:: Instruction ::
Omit all images, then return the remaining material exactly as it stands.
○ ○ ○ ○
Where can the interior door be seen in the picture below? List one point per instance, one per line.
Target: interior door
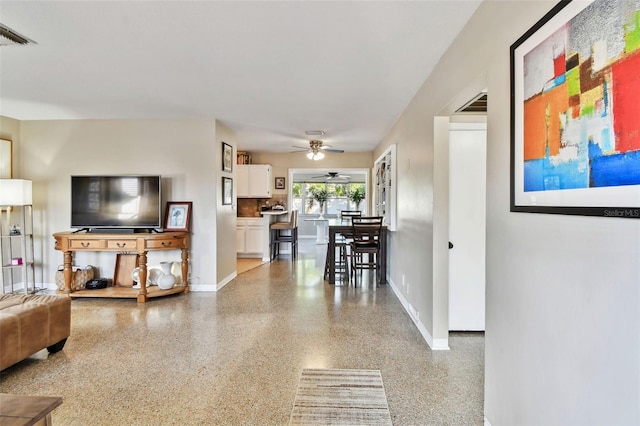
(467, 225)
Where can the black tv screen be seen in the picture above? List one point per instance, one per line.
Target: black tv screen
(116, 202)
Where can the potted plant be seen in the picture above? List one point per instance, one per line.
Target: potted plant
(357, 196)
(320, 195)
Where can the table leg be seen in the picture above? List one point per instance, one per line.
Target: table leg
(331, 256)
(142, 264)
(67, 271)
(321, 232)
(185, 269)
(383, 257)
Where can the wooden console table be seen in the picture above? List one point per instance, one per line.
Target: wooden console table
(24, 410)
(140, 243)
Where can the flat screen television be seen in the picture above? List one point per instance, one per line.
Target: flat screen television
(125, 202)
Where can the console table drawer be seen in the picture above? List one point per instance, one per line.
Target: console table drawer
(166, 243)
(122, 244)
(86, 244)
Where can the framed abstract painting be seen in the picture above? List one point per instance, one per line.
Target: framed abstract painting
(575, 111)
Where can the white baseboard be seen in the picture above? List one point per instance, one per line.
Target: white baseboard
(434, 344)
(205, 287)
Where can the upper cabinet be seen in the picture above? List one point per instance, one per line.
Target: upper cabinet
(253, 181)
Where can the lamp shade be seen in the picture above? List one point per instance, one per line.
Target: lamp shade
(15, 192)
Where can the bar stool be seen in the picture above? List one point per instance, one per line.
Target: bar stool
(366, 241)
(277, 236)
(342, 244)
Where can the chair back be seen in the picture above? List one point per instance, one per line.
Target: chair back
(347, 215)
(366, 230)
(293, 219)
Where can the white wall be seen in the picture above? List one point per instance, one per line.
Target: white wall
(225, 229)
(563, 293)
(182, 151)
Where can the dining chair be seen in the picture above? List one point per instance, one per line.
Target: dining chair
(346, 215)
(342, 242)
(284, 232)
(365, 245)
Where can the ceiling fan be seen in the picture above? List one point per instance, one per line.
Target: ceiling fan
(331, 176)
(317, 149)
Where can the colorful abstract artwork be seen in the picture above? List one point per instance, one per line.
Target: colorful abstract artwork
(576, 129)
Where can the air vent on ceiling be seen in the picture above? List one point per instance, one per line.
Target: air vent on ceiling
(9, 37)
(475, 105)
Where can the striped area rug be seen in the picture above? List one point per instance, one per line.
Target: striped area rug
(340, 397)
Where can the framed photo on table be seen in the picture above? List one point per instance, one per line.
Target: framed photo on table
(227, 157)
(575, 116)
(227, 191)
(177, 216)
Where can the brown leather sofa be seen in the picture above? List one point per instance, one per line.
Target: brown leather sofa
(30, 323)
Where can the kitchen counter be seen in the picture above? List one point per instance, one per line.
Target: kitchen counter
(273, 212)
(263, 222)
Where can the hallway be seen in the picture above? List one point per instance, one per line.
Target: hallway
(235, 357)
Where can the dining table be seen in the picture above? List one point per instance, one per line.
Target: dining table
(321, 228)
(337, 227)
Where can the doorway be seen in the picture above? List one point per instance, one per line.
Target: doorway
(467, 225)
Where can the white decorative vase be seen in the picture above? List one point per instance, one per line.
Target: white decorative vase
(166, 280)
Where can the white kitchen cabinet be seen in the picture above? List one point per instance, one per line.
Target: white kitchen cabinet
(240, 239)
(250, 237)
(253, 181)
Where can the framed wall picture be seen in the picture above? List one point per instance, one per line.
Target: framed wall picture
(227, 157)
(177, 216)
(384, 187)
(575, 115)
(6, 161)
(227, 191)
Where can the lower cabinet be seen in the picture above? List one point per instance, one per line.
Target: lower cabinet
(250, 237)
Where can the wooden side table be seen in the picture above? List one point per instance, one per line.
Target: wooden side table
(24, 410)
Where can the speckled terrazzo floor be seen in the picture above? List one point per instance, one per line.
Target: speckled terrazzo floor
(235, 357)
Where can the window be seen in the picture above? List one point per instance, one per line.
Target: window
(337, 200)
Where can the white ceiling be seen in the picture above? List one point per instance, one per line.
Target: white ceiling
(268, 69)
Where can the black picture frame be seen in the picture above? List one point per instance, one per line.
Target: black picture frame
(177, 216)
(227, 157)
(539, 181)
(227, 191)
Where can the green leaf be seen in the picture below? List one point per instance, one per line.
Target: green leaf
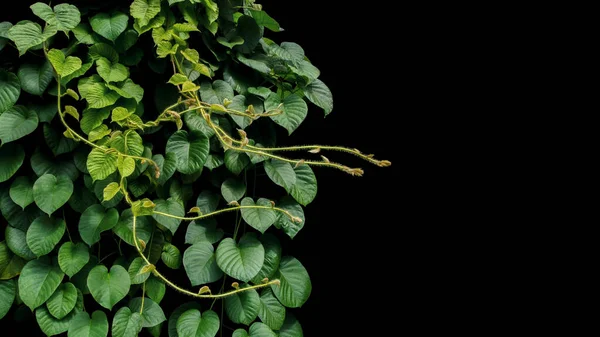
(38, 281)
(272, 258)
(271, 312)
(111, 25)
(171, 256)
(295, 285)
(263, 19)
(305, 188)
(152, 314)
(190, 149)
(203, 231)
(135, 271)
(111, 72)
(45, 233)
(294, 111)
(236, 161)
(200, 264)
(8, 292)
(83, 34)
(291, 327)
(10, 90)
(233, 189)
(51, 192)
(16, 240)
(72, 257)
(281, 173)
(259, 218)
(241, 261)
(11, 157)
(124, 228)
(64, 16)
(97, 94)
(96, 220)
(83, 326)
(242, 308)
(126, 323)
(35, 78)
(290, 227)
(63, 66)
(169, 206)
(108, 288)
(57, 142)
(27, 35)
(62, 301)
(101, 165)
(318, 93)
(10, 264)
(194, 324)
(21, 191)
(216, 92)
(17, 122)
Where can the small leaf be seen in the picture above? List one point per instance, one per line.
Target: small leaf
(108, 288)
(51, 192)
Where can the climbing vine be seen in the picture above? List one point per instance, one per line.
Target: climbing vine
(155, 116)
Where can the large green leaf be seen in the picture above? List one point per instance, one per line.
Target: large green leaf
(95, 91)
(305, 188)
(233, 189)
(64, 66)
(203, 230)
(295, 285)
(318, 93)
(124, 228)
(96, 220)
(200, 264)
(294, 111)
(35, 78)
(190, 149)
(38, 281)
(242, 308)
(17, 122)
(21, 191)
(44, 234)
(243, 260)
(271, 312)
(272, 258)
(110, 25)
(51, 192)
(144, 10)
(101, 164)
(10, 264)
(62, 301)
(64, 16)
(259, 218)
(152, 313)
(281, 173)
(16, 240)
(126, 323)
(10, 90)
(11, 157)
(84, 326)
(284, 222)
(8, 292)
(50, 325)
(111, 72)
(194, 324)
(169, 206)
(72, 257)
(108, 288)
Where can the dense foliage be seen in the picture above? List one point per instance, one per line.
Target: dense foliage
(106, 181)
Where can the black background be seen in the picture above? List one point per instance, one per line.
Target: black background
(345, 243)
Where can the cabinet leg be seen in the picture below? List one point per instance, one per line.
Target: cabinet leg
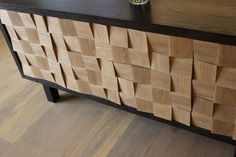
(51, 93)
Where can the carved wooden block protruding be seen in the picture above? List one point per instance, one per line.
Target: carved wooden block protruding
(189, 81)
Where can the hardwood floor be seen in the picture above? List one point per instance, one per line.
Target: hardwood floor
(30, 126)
○ ○ ○ ○
:: Task answer ::
Where can the interior door be seen in the picture below? List one point per instance, one per line.
Target: interior door
(467, 225)
Where can the black tv screen be seen in the picture above? List one point per instance, one per line.
Target: black tv screen
(116, 202)
Where can the potted plant be seen in the picture above? List one point per instance, one per line.
Target: potted plant
(357, 196)
(320, 195)
Where can the table leg be seen in the picture above? List one point per instance, one per line.
Target: table leg
(331, 256)
(142, 264)
(67, 271)
(321, 232)
(185, 269)
(383, 257)
Where can the wooden console table be seen in the picture above? List one point per instance, one per line.
Target: wooden console table
(24, 410)
(140, 243)
Where can the flat screen television be seen in the picture above? List one point per instance, one per line.
Target: flat screen television
(125, 202)
Where can the console table drawer be seen in the picture above? List one point per instance, one per line.
Target: console table drawer
(166, 243)
(122, 244)
(86, 244)
Where can the framed abstract painting be seen in the picture above? List one point per instance, one per line.
Target: framed abstract painting
(575, 111)
Where can the white baseboard be seen in the picture above? List one point per instance, one per line.
Target: white baseboard
(434, 344)
(205, 287)
Where can the upper cabinet be seen in the picture above? List one point per instance, one per line.
Target: upper cabinet
(253, 181)
Where can the lamp shade be seen in the picture above? List one point per instance, one per line.
Target: lamp shade
(15, 192)
Where can the bar stool be seen in the picture above? List one point per instance, one per line.
Target: bar stool
(366, 241)
(277, 236)
(342, 244)
Where can the chair back be seen in the picture above? List one point per instance, one per line.
Target: chair back
(347, 215)
(366, 230)
(293, 219)
Where can the white wall be seen in the picture above? List one point per instance, one per line.
Target: white wall
(225, 229)
(563, 293)
(182, 151)
Where can the dining chair be seen in the picture above? List one point per instance, one per line.
Target: dining chair
(346, 215)
(342, 242)
(284, 232)
(365, 245)
Where can the ceiling fan be seen in the picture above? List one point per instance, one per line.
Target: ceiling fan
(331, 176)
(317, 149)
Where can the colorful abstract artwork be seen in the picture above? List one point per instance, one per line.
Target: colorful abstract artwork
(576, 129)
Where can the air vent on ceiling be seen in the picture above? List one point per instance, one per line.
Target: air vent on ceiling
(9, 37)
(475, 105)
Where can the striped area rug be seen in the picture above? List one point per instance, one per line.
Target: striped area rug
(340, 397)
Where can the framed photo on table be seen in the picture above? List one point per instance, one per line.
Target: framed photo on table
(227, 157)
(575, 116)
(227, 191)
(177, 216)
Where can the brown leather sofa be seen in the picture above? List one point per instance, one per line.
Target: brown leather sofa
(30, 323)
Where can the kitchen counter be seen in the picture above? List one point per instance, one per line.
Target: kitchen counter
(273, 212)
(263, 222)
Where can the hallway be seen in the picture above? List one point per instance, one per line.
Target: hallway
(235, 357)
Where can the dining table be seen in the picture above? List one point per instance, one per line.
Target: dining table
(321, 228)
(337, 227)
Where can the doorway be seen in the picture above? List one point per instance, one per line.
Target: doorway
(467, 225)
Where can the white decorative vase be seen in the picture above? List one point per instance, one per line.
Target: white decorative vase
(166, 280)
Where can the white kitchen cabinet be seen in the picture above? List one point per instance, one per line.
Target: white kitchen cabinet
(240, 239)
(250, 237)
(253, 181)
Where can the framed wall picture be seen in the picture above? List one point per instance, one per line.
Target: framed wall picture
(227, 157)
(177, 216)
(384, 187)
(575, 115)
(6, 161)
(227, 191)
Where can the lower cabinet be seen in the picture above? List one point per instance, one per line.
Target: lower cabinet
(250, 237)
Where can the wooden side table be seen in the picture above? List one point per instance, one per line.
Target: wooden side table
(24, 410)
Where can the speckled terrazzo floor be seen in the picture above? List one point per instance, one per line.
Target: speckled terrazzo floor
(235, 357)
Where can the window be seen in the picture above? List one point per instance, one per line.
Target: window
(337, 200)
Where can the white ceiling be seen in the picture above? List one point per instance, one per line.
Target: white ceiling
(268, 69)
Where can the black picture frame be seen in the picture above? List one point per instance, one per line.
Target: black picture frame
(177, 216)
(227, 157)
(539, 181)
(227, 191)
Where can the green leaf be seen in the picture below? List one point per instance, one per line.
Target: green leaf
(38, 281)
(272, 258)
(271, 312)
(111, 25)
(171, 256)
(295, 285)
(263, 19)
(305, 188)
(152, 314)
(190, 149)
(203, 231)
(135, 271)
(111, 72)
(45, 233)
(294, 111)
(236, 161)
(200, 264)
(8, 292)
(83, 34)
(291, 327)
(10, 90)
(233, 189)
(51, 192)
(16, 240)
(72, 257)
(281, 173)
(259, 218)
(241, 261)
(11, 157)
(124, 228)
(64, 16)
(97, 94)
(96, 220)
(83, 326)
(242, 308)
(126, 323)
(35, 78)
(290, 227)
(63, 66)
(169, 206)
(108, 288)
(57, 142)
(27, 35)
(62, 301)
(101, 165)
(318, 93)
(10, 264)
(194, 324)
(21, 191)
(216, 92)
(17, 122)
Where can the small leaf be seen in the picture above? List one point per instance, one per line.
Target: small leaf
(108, 288)
(51, 192)
Where can the climbing vine be seen in the picture above? List one point per instance, one per line.
Target: climbing vine
(155, 116)
Where can the large green leaf be seen in the picture above? List one point per instance, one per line.
Target: large green leaf
(95, 91)
(305, 188)
(233, 189)
(64, 66)
(203, 230)
(295, 285)
(318, 93)
(124, 228)
(96, 220)
(200, 264)
(294, 111)
(35, 78)
(190, 149)
(38, 281)
(242, 308)
(17, 122)
(21, 191)
(44, 234)
(243, 260)
(271, 312)
(272, 258)
(110, 25)
(51, 192)
(144, 10)
(101, 164)
(10, 264)
(62, 301)
(64, 16)
(259, 218)
(152, 313)
(281, 173)
(16, 240)
(126, 323)
(10, 90)
(11, 157)
(84, 326)
(284, 222)
(8, 292)
(50, 325)
(111, 72)
(194, 324)
(169, 206)
(72, 257)
(108, 288)
Where can the dense foliage be seen in the picture above? List one point per instance, one per line.
Target: dense foliage
(106, 181)
Where can the black background be seen in the picture above? List one point per instance, one per line.
Target: black background
(345, 243)
Where can the cabinet leg be seen in the picture below? List one point per instance, one per line.
Target: cabinet leg
(51, 93)
Where can the carved wooden block protruding be seen in the picture above? List one point per instance, one per line.
Target: carved wooden block protruding
(189, 81)
Where can the hardwood floor be seen in the picture above? List one point per instance, one per line.
Target: hardwood floor
(30, 126)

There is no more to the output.